_TASK MATERIAL:_
________________________________________

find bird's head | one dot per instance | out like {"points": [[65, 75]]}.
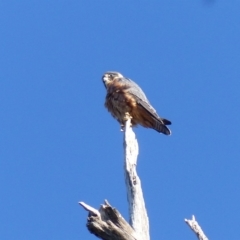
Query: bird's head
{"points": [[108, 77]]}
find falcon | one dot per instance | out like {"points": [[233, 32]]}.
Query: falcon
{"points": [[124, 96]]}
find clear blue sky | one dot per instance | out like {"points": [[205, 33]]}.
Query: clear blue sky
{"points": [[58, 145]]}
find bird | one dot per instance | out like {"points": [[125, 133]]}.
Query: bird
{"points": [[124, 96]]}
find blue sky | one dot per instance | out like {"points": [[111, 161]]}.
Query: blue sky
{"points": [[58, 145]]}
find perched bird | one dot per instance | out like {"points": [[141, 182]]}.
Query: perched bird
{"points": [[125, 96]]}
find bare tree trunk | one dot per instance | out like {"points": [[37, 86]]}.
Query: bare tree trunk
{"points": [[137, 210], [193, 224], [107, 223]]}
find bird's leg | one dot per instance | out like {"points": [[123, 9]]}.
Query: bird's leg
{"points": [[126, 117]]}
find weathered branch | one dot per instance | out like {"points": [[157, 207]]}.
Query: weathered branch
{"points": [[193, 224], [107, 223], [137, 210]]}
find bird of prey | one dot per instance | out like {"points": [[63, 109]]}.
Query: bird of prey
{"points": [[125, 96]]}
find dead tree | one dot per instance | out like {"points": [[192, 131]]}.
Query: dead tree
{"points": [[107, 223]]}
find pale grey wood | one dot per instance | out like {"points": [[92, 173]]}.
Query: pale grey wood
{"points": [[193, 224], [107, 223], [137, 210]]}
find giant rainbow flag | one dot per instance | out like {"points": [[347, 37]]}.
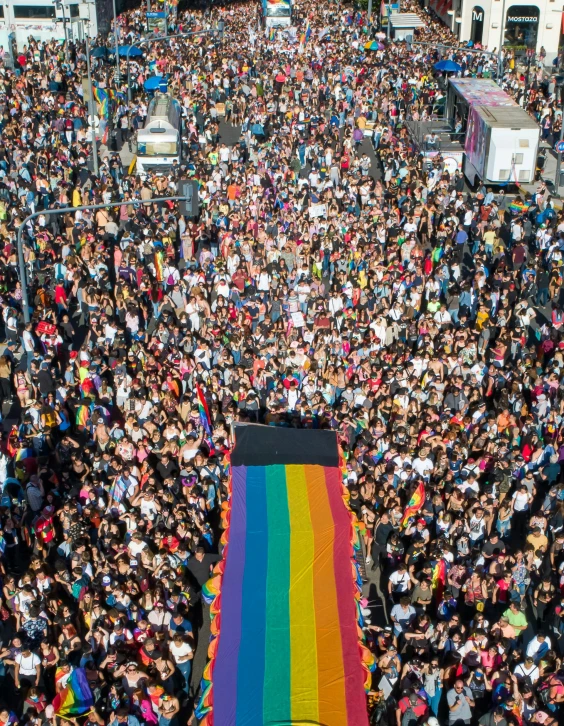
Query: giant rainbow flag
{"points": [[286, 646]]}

________________________________________

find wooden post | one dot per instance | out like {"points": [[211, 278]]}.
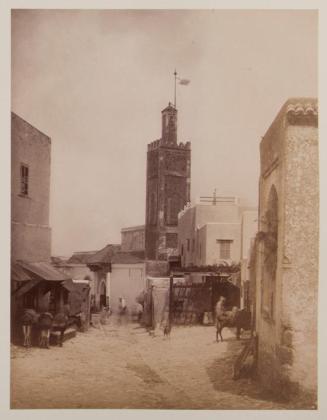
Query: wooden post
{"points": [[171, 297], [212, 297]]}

________________________________________

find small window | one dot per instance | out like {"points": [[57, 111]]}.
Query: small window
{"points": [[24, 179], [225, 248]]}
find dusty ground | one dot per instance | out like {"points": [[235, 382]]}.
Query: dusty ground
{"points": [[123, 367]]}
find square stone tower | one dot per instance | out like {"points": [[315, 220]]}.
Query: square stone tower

________________________________________

_DIRECTION:_ Please pull out every line of the items above that contains the word "head".

_SOLVED EXERCISE:_
find bird's head | one dot per instance | out like {"points": [[65, 75]]}.
Query: bird's head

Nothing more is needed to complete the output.